● TEXT BLOCK
• • • •

Monday, September 24, 2012

Top Ten Greatest Zombie Movies

As Halloween is approaching my mind is turning more and more to scary movies.  I love all kinds of horror flicks: Psycho Killers (both realistic and supernatural ones), Vampires, Werewolves, Big Apes and Bigger Lizards, Mummies, Trolls, Aliens, Goblins, and Sharks.  I’m not so much into the splatterporn/tortureporn stuff like those cheap Hotel movies or the Wood Cutting Implement series, but I’m not above gore – Texas Chainsaw Massacre jumps forward as a classic example of greatness and gore sharing the same space. 

But of all the subgenres of horror, one has dominated the spotlight in recent years: Zombie and Zombie Apocalypse movies. 

Thus, to begin our countdown to Halloween (36 Days!), I present the Ten Greatest Zombie Movies (in chronological order). 


To begin, the Rules: a Zombie isn’t a Zombie isn’t a Zombie.  White Zombie, I Walked With a Zombie, Cast a Deadly Spell, House of the Dead, and Reanimator, all feature zombies of different varieties.  None of them make this list.  Nor do Frankenstein’s monster, Mummies, or Vampires, all technically Walking Dead, but not zombies.  This list is of Romero, Russo, and O’Bannon style zombies only, MTV style zombies make the cut if they are true zombies, but not if they are only zombie like (28 Days Later). 

1.  Night of the Living Dead (1968) – the first, the classic, the film all other zombie films are judged on – and it wasn’t even supposed to be zombies.  Written by George A. Romero and John A. Russo, Night was originally supposed to be Ghouls - the traditional flesh-eating undead creatures. 
2. Dawn of the Dead (1978) – Romero and Russo split company after Night each wanting to take the series in different directions.  Romero’s follow-up was Dawn of the Dead, produced by Italian horror master Dario Argento.  It closely follows the same themes and tone as Night and is filled with Romero’s brand of humor and social commentary.

• • • •

● GIVEN DATA
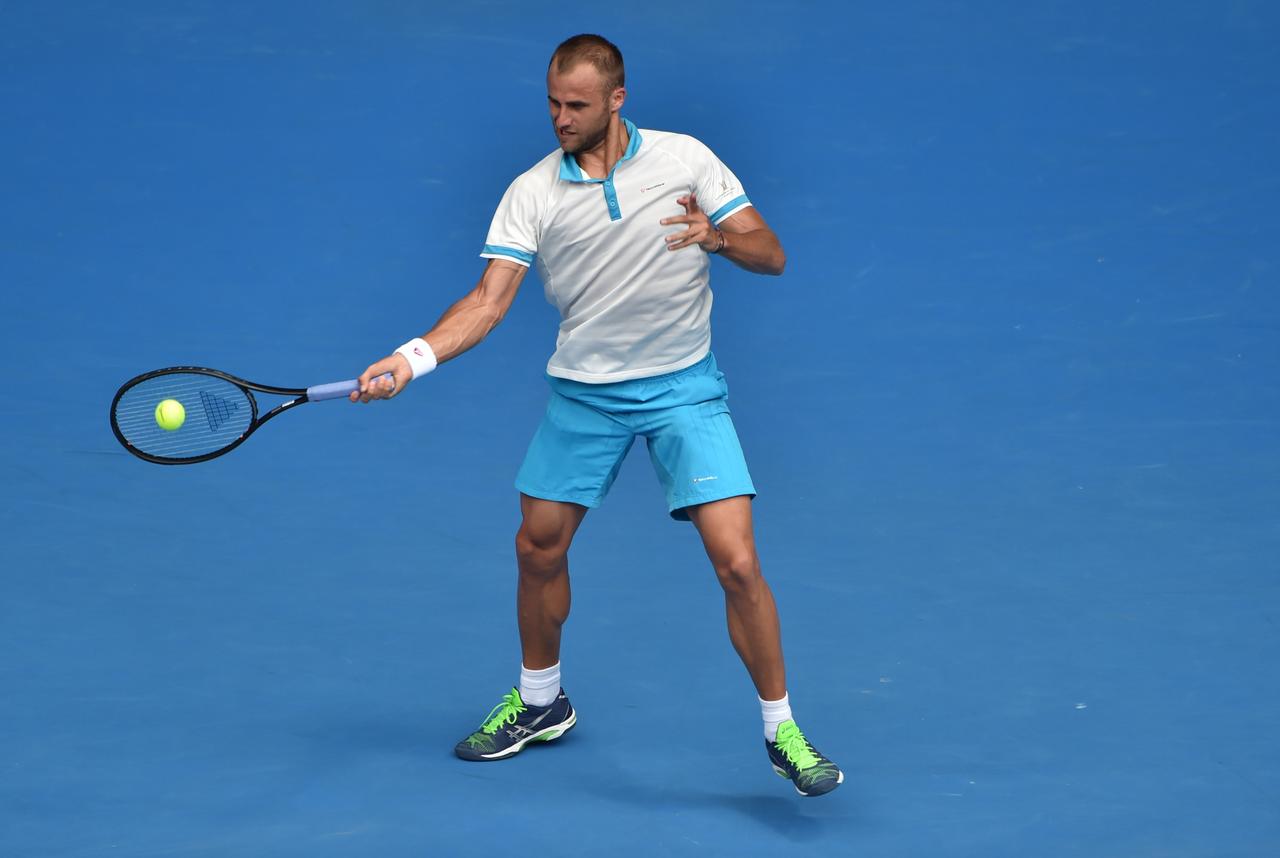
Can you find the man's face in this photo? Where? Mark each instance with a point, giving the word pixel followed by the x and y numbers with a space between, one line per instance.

• • • •

● DIRECTION
Return the passage of the zombie movie post that starts at "1.  Night of" and stops after "and social commentary.", copied word for word.

● REPLY
1.  Night of the Living Dead (1968) – the first, the classic, the film all other zombie films are judged on – and it wasn’t even supposed to be zombies.  Written by George A. Romero and John A. Russo, Night was originally supposed to be Ghouls - the traditional flesh-eating undead creatures. 
2. Dawn of the Dead (1978) – Romero and Russo split company after Night each wanting to take the series in different directions.  Romero’s follow-up was Dawn of the Dead, produced by Italian horror master Dario Argento.  It closely follows the same themes and tone as Night and is filled with Romero’s brand of humor and social commentary.